Aufgabe 1
Geben Sie sämtliche Zeilen der Datenliste unten wortgetreu aus.
Aufgabe 2
Schreiben Sie die Rede über die Zukunft Europas und die Gespräche mit Frankreich im Anschluss an ihren letzten Satz weiter.

--- Vorliegender Text ---

Europa muss also zusammen bleiben. Aber wir müssen diskutieren: Welches Europa wollen wir? Bei aller Begeisterung für Herrn Macron: Ich kündige an, das werden keine leichten Gespräche werden mit Frankreich, denn Herr Macron hat eine ganz eigene Vorstellung von Europa. Ich sage nur: gemeinsame Schulden und anderes mehr. Meine Sorge ist, dass die Bundesregierung keine klare Vorstellung davon hat, wo sie hin will. Und das was man hört, da wo es mal eine klare Positionsbestimmungen aus der Bundesregierung gibt, da wächst nicht gerade mein Zutrauen, dass das die richtige Richtung ist.

--- Datenliste ---

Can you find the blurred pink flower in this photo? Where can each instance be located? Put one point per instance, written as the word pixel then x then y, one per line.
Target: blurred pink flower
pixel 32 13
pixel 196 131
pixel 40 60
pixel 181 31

---

Endergebnis 1
Can you find the blurred pink flower in this photo? Where can each instance be located? Put one point per instance, written as the word pixel then x then y, one per line.
Target: blurred pink flower
pixel 32 13
pixel 196 131
pixel 40 60
pixel 181 31

Endergebnis 2
Ich nehme Herrn Schulz noch einmal als Beispiel: Er spricht von einer europäischen Arbeitslosen-Versicherung. Was heißt das für die deutschen Facharbeiterinnen und Fachbearbeiter? Die Sozialbeiträge werden jedenfalls nicht sinken. Denn mit deutschen Beiträgen zur Arbeitslosen-Versicherung werden dann künftig die Fehler der katastrophalen italienischen Wirtschaftspolitik ausgeglichen werden. Ein solches Europa würde systematisch Verlierer produzieren. Ein solches Europa hätte enorme Fliehkräfte. Ein solches Europa der totalen Vergemeinschaftung und Vereinheitlichung würde am Ende das Schicksal der Sowjetunion erleiden.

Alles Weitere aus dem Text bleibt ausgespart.